▶ [Goal] Set each record down exactly, excluding all images.
**** Material for this task ****
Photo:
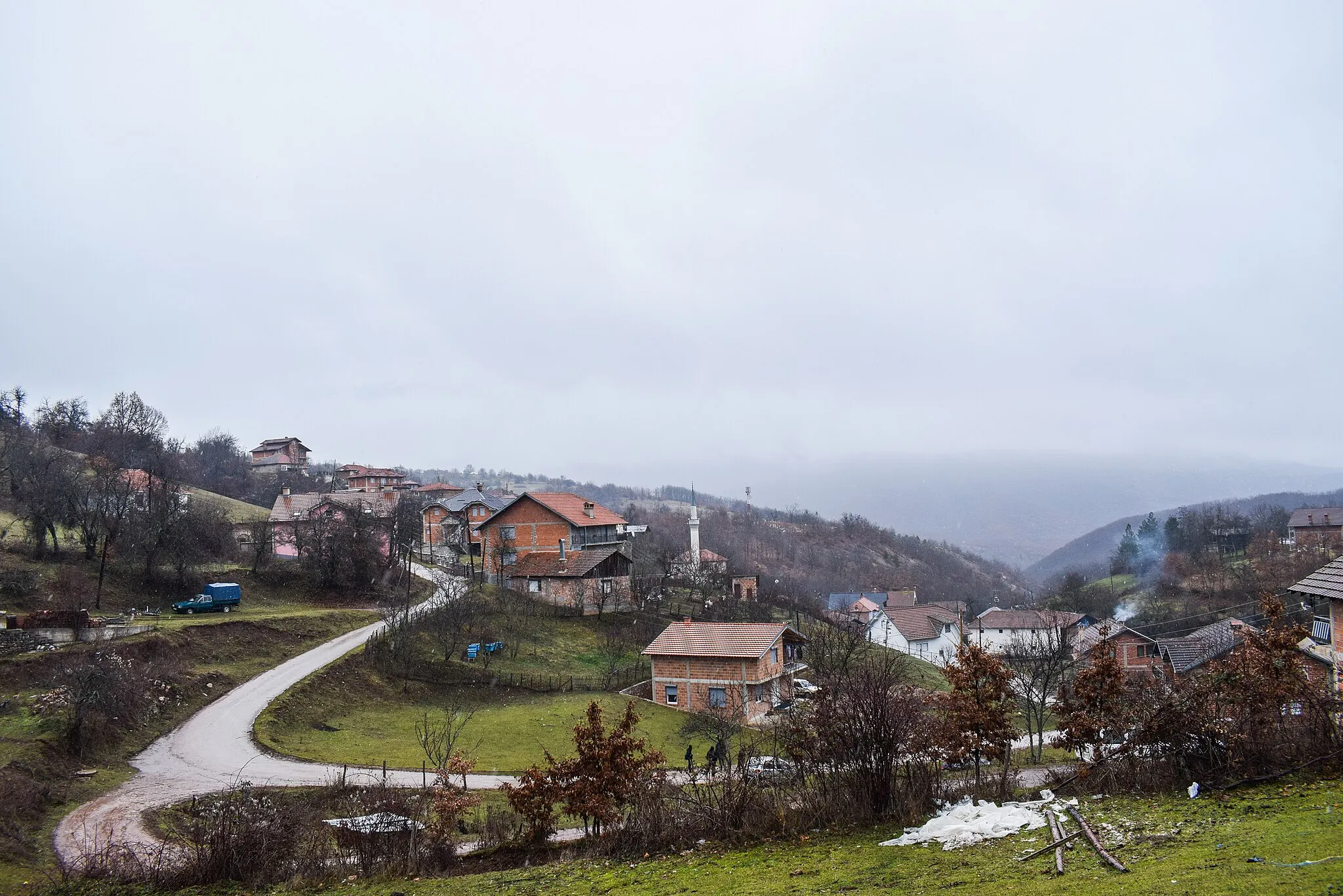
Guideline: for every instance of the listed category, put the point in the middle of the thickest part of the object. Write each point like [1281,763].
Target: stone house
[743,668]
[589,582]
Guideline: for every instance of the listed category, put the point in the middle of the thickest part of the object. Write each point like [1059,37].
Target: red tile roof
[921,622]
[571,508]
[543,564]
[296,507]
[441,486]
[738,640]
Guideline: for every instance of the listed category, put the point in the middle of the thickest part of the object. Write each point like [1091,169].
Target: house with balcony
[562,549]
[456,522]
[372,478]
[743,669]
[281,454]
[294,516]
[1315,527]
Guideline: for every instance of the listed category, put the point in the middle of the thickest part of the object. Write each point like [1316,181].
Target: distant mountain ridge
[1091,551]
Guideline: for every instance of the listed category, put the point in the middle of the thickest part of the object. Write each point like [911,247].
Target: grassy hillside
[237,511]
[1170,846]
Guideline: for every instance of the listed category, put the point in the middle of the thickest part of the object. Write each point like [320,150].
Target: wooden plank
[1057,844]
[1056,829]
[1091,838]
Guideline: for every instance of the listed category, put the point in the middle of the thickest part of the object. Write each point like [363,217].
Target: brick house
[1134,649]
[540,520]
[591,581]
[371,478]
[281,454]
[1224,640]
[1325,590]
[457,520]
[292,512]
[1315,527]
[739,667]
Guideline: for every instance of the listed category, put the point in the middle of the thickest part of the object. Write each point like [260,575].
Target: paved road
[214,750]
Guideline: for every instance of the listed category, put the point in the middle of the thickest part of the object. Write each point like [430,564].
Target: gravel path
[214,750]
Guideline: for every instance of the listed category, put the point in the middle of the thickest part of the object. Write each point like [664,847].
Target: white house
[995,629]
[927,632]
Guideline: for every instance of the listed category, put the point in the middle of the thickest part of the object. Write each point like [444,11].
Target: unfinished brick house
[281,454]
[540,520]
[744,668]
[1135,650]
[588,582]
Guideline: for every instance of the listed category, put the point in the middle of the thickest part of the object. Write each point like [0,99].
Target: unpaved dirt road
[214,750]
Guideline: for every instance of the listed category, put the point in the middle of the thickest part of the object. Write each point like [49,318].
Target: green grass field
[1171,846]
[348,715]
[222,653]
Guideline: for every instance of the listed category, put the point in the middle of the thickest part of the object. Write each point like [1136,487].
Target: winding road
[215,750]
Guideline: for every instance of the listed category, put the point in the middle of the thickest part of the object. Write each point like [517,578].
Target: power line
[1209,613]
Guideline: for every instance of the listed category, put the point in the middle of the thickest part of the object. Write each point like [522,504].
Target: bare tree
[441,734]
[1040,667]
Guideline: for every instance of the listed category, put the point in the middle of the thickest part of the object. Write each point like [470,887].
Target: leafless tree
[1040,665]
[441,734]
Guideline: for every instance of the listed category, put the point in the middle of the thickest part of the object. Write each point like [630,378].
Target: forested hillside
[1089,554]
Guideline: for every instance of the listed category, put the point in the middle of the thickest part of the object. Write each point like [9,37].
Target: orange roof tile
[747,640]
[571,508]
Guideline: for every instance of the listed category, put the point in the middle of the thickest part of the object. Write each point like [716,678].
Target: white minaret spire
[694,531]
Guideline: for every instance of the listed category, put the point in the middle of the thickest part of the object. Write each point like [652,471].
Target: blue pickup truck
[218,596]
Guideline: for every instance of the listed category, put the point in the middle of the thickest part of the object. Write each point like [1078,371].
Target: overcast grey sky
[557,237]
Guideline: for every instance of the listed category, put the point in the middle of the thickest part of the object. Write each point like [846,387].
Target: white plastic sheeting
[966,824]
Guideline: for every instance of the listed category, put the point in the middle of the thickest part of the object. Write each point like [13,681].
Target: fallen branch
[1091,838]
[1056,829]
[1057,844]
[1275,777]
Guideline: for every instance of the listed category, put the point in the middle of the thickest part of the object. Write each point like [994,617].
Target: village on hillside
[565,656]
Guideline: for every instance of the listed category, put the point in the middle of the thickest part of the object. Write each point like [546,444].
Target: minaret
[694,532]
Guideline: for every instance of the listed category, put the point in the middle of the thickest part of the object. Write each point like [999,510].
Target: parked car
[218,596]
[770,769]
****
▶ [Full response]
Photo:
Guideline: for every instance of the listed category, put the point in the middle of the thickest part of the object. Write each point like [1281,763].
Target: stone house
[743,668]
[589,582]
Guideline: for every instance of the listed category, put the point in the middle of the thickest part of the object. Write each point like [1059,37].
Target: red tile roof
[921,622]
[571,508]
[543,564]
[296,507]
[441,486]
[738,640]
Guideline: for every instance of the listed category, put the point in the middle of the thickest part of the object. Write each point like [1091,169].
Target: house with balcony
[562,549]
[456,522]
[372,478]
[743,669]
[281,454]
[294,516]
[1315,527]
Guideline: for every instance of the listed category, put the point in the middle of the thickest part of the object. Write each point like [1316,181].
Target: distant mountain ridge
[1091,551]
Guideline: for every instance of the listed category, put the point in the middle of the thickest part of the object. Write each point like [911,247].
Target: grassy hillside
[237,511]
[1170,846]
Guideline: for every instance of the listed category, put the point in the middle of the thickest part of the object. Write each point like [320,150].
Target: wooden plank
[1057,844]
[1056,829]
[1091,838]
Guideline: for every instance of the listed category, put the point in the middle of the thickest part of the object. Write each point like [363,217].
Target: brick house
[1134,649]
[540,520]
[591,581]
[371,478]
[281,454]
[1224,640]
[1325,590]
[457,520]
[292,512]
[1315,527]
[739,667]
Guideline: for every instance of the listed category, put the point in the middle of the thickest part of the object. Write each point like [260,575].
Target: paved road
[214,750]
Guideline: for every instance of the listed category, put the point in the middle of the thickest part of the object. Write each point like [430,564].
Target: gravel path
[214,750]
Guideline: for every instance of the listed category, put the point in the middle of the thickest part of the object. Write each point like [664,847].
Target: white house
[995,629]
[927,632]
Guideline: for every instance of the listed category, put the point in the middle of the thickest part of the object. Write each point like [444,11].
Target: unfinished brick house
[281,454]
[540,520]
[744,668]
[1135,650]
[588,582]
Guideline: for every instance of the listed category, put the point in the middle of the thickest part of the object. Write each point like [0,99].
Target: unpaved dirt road
[214,750]
Guideline: for every instance of the listed category, put the point in the middle of the thickest part of the object. Write each point like [49,318].
Target: green grass field
[1171,846]
[348,715]
[222,653]
Guideline: for every instance of the listed category, put the point in the middle of the thickest part of the object. Write each point like [1136,487].
Target: winding road
[215,750]
Guideline: for every instance of the listed category, put the point in the middle of the thickest part of the object. Write each point like [517,578].
Target: power line
[1209,613]
Guideline: for every instance of the listed category, put the point in the middle of the thickest part of the object. Write each point like [522,504].
Target: bare tree
[441,734]
[1040,667]
Guideline: for every instance of the listed category, put the point in the middle of the thickest part of the object. Write each point like [470,887].
Target: leafless tree
[1040,665]
[441,734]
Guideline: for every instance of the listed category, put the point in the middle of the thickest part of the object. Write each point like [630,378].
Target: forested hillside
[1089,554]
Guideline: for every instance of the listed category, put the point in the middle of the thickest part of the object. Write each point like [9,37].
Target: orange roof tile
[747,640]
[571,508]
Guideline: for every instance of the listed category, put the point in the middle of the thickest part of the object. Write each point like [716,678].
Target: white minaret spire
[694,531]
Guideline: for every instance of the listed category, put the point in the middle of the thickest part of the object. Write each point like [652,471].
Target: blue pickup truck
[218,596]
Guideline: for every instance of the listed category, put the point in the middle of the thickest part of the object. Write each point like [1078,371].
Target: overcast grey sky
[557,237]
Guideline: for every instance of the listed category, put the point in the middle of the thickest part of the object. Write each point like [846,387].
Target: white plastic sheeting
[966,824]
Guideline: for every instance of the listed category, put the point in the middle of the thickest part of the object. Write each point like [13,681].
Target: fallen branch
[1091,838]
[1056,829]
[1057,844]
[1275,777]
Guideline: for every instance of the listed category, put the point in the middle of the thickest part of the object. Write each point like [994,617].
Target: village on hillside
[565,656]
Guideline: for every instance of the listed category, put the point in the middle of the thickest part of the object. Write each point like [546,444].
Target: minaret
[694,532]
Guideline: for every instance of the listed category, put the point in the middle of the thickest part of the object. Write each point like [999,510].
Target: parked car
[218,596]
[770,769]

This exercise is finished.